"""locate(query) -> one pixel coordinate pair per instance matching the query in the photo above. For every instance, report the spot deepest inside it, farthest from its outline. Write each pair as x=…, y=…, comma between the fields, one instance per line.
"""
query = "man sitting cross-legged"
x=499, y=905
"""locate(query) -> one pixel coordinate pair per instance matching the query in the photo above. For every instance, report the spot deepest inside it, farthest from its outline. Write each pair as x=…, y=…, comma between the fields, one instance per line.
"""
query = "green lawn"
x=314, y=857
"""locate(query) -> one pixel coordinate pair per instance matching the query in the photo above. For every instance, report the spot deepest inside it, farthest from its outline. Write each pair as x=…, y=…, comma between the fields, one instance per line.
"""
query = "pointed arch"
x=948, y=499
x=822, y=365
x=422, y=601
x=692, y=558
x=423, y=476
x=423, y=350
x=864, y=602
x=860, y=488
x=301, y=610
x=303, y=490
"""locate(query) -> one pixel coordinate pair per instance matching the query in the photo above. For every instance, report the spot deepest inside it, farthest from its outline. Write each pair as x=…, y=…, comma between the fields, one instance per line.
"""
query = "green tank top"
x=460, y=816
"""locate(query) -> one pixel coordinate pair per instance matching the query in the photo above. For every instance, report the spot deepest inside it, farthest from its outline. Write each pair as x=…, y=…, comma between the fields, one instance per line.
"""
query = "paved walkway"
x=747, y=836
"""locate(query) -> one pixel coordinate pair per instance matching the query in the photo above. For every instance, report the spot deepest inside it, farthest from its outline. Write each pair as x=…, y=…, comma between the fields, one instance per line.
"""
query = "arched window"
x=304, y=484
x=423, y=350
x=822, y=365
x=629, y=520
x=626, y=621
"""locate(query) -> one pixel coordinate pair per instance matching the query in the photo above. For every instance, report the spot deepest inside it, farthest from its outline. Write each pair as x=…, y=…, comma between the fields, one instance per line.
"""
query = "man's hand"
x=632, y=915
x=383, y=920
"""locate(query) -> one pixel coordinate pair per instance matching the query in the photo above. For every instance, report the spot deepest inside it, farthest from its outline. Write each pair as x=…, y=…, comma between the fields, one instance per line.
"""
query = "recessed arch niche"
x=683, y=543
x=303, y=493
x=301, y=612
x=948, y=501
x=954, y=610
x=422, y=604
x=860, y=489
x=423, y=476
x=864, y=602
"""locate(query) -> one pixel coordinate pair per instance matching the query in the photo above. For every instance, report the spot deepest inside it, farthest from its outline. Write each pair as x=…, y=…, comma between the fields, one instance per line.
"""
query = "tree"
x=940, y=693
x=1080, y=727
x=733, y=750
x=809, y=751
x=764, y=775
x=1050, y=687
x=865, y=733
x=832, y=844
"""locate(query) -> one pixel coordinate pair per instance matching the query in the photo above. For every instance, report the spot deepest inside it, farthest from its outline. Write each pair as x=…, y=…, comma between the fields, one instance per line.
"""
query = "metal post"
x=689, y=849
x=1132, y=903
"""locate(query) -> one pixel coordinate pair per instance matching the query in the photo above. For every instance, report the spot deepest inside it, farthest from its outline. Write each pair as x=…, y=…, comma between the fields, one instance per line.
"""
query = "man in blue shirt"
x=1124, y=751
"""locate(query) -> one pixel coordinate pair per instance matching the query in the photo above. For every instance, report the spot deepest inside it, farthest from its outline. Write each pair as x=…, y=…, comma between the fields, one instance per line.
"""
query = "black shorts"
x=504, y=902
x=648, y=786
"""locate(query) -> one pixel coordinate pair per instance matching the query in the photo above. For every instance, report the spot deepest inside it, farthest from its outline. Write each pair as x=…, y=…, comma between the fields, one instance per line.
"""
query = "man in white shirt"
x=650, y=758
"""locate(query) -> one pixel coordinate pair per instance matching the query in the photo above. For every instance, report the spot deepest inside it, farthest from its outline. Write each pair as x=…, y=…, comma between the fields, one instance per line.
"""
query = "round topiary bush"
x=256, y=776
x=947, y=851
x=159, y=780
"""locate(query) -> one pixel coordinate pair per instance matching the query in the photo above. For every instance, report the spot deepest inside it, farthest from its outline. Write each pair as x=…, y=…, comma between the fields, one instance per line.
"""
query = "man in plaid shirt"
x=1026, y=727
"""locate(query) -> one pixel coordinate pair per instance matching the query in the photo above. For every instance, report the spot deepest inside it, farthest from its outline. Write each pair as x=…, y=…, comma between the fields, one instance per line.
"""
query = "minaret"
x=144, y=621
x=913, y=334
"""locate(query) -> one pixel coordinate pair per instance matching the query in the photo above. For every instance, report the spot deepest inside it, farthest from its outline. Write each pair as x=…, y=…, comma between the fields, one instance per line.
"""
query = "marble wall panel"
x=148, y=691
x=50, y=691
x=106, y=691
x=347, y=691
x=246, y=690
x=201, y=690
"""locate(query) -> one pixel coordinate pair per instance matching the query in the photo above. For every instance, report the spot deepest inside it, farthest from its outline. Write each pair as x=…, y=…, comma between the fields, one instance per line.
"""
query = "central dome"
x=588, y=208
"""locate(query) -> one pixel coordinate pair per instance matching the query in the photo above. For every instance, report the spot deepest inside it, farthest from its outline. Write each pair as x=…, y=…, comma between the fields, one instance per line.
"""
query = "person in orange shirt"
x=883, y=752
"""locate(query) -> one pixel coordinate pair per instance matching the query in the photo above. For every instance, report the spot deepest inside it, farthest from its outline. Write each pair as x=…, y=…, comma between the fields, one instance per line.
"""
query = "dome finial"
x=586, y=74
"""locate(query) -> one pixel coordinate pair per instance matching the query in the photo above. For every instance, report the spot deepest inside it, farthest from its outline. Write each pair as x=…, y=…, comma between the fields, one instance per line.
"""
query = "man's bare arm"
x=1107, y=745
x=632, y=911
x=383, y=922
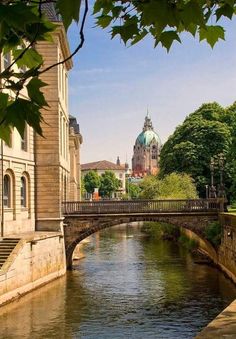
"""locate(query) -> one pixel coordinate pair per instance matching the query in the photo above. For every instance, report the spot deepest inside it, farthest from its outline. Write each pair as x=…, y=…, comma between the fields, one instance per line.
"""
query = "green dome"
x=145, y=138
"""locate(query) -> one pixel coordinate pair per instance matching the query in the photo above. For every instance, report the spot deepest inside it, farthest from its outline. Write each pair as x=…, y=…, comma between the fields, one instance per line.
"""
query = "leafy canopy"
x=109, y=184
x=204, y=134
x=23, y=25
x=91, y=181
x=164, y=20
x=172, y=186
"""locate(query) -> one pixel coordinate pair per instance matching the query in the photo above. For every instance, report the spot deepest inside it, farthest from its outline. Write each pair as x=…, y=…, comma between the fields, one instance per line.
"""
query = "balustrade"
x=142, y=206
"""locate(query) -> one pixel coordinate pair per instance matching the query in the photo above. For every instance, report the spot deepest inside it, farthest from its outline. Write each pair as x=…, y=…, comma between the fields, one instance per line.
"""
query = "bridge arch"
x=77, y=229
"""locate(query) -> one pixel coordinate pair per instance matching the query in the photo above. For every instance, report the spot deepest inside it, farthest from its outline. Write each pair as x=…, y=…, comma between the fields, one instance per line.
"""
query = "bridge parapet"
x=142, y=206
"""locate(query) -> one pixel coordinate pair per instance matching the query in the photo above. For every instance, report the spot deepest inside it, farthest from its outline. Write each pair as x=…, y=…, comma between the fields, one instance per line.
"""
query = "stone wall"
x=227, y=250
x=34, y=262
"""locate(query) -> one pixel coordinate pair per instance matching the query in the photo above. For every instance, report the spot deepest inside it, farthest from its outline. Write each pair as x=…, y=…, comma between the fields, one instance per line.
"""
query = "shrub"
x=213, y=233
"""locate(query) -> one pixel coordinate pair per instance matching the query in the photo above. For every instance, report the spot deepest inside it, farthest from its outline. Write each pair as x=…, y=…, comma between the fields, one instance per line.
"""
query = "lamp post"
x=212, y=191
x=221, y=160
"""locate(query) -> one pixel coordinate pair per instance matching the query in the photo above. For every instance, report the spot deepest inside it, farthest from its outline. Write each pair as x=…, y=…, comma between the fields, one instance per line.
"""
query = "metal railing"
x=142, y=206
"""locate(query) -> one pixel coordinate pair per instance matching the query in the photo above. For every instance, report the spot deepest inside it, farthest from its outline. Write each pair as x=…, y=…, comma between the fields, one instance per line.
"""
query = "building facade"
x=146, y=151
x=39, y=173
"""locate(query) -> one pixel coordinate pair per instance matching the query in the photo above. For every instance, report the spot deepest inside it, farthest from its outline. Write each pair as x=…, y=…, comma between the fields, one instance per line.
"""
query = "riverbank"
x=223, y=326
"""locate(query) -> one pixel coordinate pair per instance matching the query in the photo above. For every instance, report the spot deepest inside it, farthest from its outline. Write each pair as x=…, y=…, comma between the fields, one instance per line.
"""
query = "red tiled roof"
x=101, y=165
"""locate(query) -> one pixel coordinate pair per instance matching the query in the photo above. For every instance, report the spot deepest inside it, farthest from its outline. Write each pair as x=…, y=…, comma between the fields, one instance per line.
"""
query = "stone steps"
x=7, y=245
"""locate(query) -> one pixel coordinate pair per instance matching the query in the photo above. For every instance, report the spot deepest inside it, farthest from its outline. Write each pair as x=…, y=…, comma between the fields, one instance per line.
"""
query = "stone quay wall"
x=227, y=250
x=34, y=262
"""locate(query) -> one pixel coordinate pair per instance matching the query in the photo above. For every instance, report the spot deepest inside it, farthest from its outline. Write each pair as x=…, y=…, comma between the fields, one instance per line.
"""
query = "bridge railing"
x=141, y=206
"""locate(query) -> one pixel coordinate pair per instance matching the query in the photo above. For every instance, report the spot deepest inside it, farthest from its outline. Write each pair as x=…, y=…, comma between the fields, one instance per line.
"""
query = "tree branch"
x=82, y=40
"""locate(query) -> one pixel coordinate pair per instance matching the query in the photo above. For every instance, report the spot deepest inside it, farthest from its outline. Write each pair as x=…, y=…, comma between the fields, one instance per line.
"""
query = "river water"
x=127, y=286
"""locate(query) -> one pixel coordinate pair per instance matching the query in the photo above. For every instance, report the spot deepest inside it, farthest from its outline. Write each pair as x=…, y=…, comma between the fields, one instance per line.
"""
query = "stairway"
x=7, y=245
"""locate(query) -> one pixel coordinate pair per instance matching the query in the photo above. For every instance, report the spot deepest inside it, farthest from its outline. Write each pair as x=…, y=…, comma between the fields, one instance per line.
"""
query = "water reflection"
x=127, y=286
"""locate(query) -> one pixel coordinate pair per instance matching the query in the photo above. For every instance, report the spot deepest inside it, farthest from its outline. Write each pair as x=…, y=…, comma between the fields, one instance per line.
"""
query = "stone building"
x=146, y=151
x=37, y=175
x=75, y=140
x=101, y=166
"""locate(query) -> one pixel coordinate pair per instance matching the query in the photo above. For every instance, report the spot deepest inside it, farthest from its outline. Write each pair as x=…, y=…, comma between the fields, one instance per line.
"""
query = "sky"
x=111, y=86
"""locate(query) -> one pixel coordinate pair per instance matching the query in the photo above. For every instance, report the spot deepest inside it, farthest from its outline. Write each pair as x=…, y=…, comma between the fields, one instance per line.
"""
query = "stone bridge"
x=85, y=218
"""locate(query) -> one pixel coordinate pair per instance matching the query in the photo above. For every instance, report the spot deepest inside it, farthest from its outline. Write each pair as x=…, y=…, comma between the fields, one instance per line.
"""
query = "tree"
x=177, y=186
x=150, y=187
x=109, y=184
x=164, y=20
x=172, y=186
x=23, y=25
x=204, y=134
x=91, y=181
x=132, y=190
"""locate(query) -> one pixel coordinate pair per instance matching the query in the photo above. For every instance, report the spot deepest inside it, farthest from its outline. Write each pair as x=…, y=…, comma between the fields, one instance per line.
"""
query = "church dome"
x=146, y=137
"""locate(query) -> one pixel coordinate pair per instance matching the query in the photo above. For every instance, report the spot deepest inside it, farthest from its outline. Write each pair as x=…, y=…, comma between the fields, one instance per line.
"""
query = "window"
x=7, y=191
x=24, y=140
x=6, y=60
x=23, y=192
x=154, y=152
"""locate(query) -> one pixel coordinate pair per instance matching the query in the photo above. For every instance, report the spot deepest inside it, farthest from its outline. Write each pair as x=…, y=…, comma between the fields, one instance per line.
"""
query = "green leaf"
x=211, y=34
x=34, y=92
x=69, y=10
x=3, y=101
x=104, y=20
x=5, y=133
x=225, y=10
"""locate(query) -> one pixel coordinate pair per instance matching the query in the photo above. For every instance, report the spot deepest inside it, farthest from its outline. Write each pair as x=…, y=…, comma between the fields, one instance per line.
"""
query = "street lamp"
x=221, y=160
x=212, y=191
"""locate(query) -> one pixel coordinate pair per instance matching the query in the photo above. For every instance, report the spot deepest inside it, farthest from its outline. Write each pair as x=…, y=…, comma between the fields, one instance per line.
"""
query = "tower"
x=146, y=150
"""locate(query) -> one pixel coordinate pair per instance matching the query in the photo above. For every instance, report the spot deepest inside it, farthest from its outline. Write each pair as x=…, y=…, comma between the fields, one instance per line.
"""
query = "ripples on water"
x=127, y=286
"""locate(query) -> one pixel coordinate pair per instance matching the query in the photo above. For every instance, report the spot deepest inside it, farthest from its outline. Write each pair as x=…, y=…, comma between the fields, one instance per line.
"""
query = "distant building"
x=146, y=151
x=101, y=166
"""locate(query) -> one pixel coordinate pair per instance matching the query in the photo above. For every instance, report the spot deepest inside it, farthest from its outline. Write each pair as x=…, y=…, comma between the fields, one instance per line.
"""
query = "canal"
x=126, y=286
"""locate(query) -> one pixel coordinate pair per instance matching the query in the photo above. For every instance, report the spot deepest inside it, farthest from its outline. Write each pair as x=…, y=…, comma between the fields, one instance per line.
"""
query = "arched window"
x=65, y=188
x=23, y=191
x=6, y=60
x=24, y=140
x=154, y=152
x=7, y=191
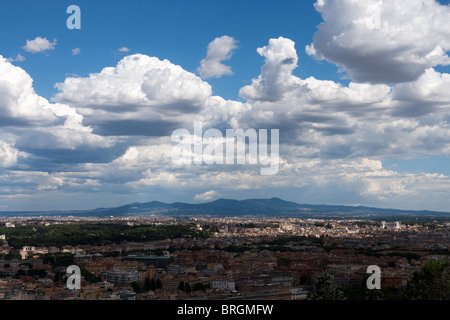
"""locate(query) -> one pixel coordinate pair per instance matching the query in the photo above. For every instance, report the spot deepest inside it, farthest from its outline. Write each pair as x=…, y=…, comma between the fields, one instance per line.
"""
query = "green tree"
x=432, y=282
x=326, y=289
x=147, y=285
x=158, y=284
x=152, y=284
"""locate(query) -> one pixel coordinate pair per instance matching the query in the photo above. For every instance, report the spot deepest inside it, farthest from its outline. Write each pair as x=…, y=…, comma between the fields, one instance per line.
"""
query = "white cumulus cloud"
x=382, y=41
x=208, y=195
x=39, y=45
x=220, y=49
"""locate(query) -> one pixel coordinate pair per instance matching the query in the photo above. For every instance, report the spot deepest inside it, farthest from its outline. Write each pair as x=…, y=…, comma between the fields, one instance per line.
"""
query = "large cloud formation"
x=382, y=41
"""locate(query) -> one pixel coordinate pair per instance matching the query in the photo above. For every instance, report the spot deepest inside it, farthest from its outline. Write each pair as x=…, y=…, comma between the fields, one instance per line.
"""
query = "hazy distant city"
x=224, y=150
x=210, y=258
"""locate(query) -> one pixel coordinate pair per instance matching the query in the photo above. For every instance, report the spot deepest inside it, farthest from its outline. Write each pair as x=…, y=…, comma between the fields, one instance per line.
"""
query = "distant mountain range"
x=273, y=207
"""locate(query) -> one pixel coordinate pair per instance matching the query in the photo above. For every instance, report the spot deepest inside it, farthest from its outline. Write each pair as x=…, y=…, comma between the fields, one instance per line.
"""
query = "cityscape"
x=196, y=156
x=210, y=258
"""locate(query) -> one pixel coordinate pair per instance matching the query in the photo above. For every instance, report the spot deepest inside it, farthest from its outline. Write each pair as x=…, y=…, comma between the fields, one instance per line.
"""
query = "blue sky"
x=362, y=114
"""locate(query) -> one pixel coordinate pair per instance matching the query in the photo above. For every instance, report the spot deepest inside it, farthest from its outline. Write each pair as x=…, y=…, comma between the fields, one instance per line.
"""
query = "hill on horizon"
x=273, y=207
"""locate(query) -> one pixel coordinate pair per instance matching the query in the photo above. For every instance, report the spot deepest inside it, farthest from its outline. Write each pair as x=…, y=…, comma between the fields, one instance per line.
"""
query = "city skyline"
x=357, y=90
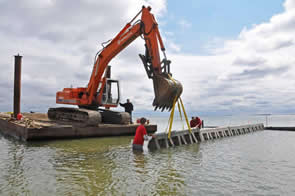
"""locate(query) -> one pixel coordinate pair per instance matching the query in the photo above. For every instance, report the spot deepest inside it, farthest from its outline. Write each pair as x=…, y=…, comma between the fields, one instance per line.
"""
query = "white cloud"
x=184, y=24
x=252, y=73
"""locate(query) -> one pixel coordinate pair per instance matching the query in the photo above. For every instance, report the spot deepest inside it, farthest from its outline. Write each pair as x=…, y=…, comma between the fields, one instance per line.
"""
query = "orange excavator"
x=102, y=91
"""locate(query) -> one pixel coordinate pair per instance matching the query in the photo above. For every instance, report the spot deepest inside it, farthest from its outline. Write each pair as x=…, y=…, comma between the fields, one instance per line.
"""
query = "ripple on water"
x=253, y=164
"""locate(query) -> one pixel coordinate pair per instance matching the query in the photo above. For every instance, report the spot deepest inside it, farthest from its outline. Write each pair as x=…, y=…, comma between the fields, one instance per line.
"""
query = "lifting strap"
x=170, y=121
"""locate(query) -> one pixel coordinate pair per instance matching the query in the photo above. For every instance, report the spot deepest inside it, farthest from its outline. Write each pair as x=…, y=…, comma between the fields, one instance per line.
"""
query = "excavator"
x=102, y=91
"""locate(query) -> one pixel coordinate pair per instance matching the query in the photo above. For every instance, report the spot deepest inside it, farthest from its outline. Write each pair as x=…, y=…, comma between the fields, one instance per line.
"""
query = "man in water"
x=140, y=136
x=128, y=108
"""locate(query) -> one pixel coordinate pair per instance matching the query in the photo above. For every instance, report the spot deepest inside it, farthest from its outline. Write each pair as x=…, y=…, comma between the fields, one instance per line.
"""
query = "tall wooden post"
x=17, y=85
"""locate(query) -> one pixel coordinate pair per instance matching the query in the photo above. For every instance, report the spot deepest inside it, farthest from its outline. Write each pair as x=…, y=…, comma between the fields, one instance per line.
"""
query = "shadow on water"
x=87, y=166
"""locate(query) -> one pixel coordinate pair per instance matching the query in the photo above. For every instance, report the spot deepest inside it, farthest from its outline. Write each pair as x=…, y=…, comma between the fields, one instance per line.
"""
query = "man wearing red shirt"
x=198, y=122
x=193, y=122
x=140, y=136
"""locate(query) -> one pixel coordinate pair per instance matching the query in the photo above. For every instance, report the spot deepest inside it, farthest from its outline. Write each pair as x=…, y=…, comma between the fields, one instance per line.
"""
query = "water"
x=260, y=163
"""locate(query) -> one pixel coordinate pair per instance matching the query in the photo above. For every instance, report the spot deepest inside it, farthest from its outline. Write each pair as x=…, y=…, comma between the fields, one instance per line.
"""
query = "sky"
x=232, y=57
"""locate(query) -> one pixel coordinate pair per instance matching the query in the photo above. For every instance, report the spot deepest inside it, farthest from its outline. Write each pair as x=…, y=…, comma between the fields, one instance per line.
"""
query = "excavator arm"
x=166, y=90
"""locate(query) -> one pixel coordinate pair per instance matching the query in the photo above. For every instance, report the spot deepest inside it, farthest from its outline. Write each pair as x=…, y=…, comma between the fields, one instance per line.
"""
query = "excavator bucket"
x=166, y=91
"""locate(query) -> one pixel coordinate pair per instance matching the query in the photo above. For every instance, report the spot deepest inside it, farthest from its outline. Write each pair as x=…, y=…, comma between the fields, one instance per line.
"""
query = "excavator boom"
x=166, y=89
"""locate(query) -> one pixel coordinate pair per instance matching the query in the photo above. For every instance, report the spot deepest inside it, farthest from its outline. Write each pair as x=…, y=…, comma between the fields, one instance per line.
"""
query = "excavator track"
x=88, y=117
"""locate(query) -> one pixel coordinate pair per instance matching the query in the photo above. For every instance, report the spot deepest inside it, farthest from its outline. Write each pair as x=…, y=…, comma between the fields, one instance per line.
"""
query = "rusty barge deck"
x=37, y=126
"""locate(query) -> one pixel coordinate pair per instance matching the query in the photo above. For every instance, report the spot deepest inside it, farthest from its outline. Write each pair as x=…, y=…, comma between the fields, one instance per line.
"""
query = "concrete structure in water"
x=37, y=126
x=184, y=137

————————

Rewrite the part of the records that opens with the first line and closes with the line containing "x=747, y=836", replacing "pointed arch" with "rounded arch" and leaving everything else unchanged.

◆ Full output:
"""locate(query) -> one pixel coordinate pair per instance matching the query in the photo above. For every instance, report the spot deepest inside it, farthest from its outline. Write each pair as x=…, y=…, comma between the fields, one instance per line.
"""
query = "man sitting cross-legged"
x=499, y=905
"""locate(query) -> one pixel coordinate pair per instance matching the query in the photo above. For every instance, report the spot deepest inside it, farthest from its outline. Write each pair as x=…, y=…, comma between the fields, one instance per line.
"""
query = "green lawn"
x=314, y=857
"""locate(query) -> one pixel coordinate pair per instance matching the query in the photo above. For every instance, report the spot deepest inside it, farthest from its outline. Write each pair as x=…, y=…, comma between the fields, one instance per line.
"""
query = "rounded arch"
x=948, y=499
x=822, y=365
x=422, y=601
x=692, y=558
x=423, y=476
x=423, y=350
x=864, y=602
x=860, y=488
x=301, y=610
x=303, y=490
"""locate(query) -> one pixel coordinate pair per instance matching the query in the photo above. For every instance, report the spot deepest inside it, farthest from its outline. Write each pair as x=…, y=…, comma between the fields, one instance per line.
"""
query = "green tank top"
x=460, y=816
"""locate(query) -> one pixel coordinate pair per instance matching the query in the photo above. For every instance, report the spot deepest inside it, farthest from its outline. Write each pair as x=…, y=…, comma between the fields, one instance per line.
"""
query = "paved walkway"
x=747, y=836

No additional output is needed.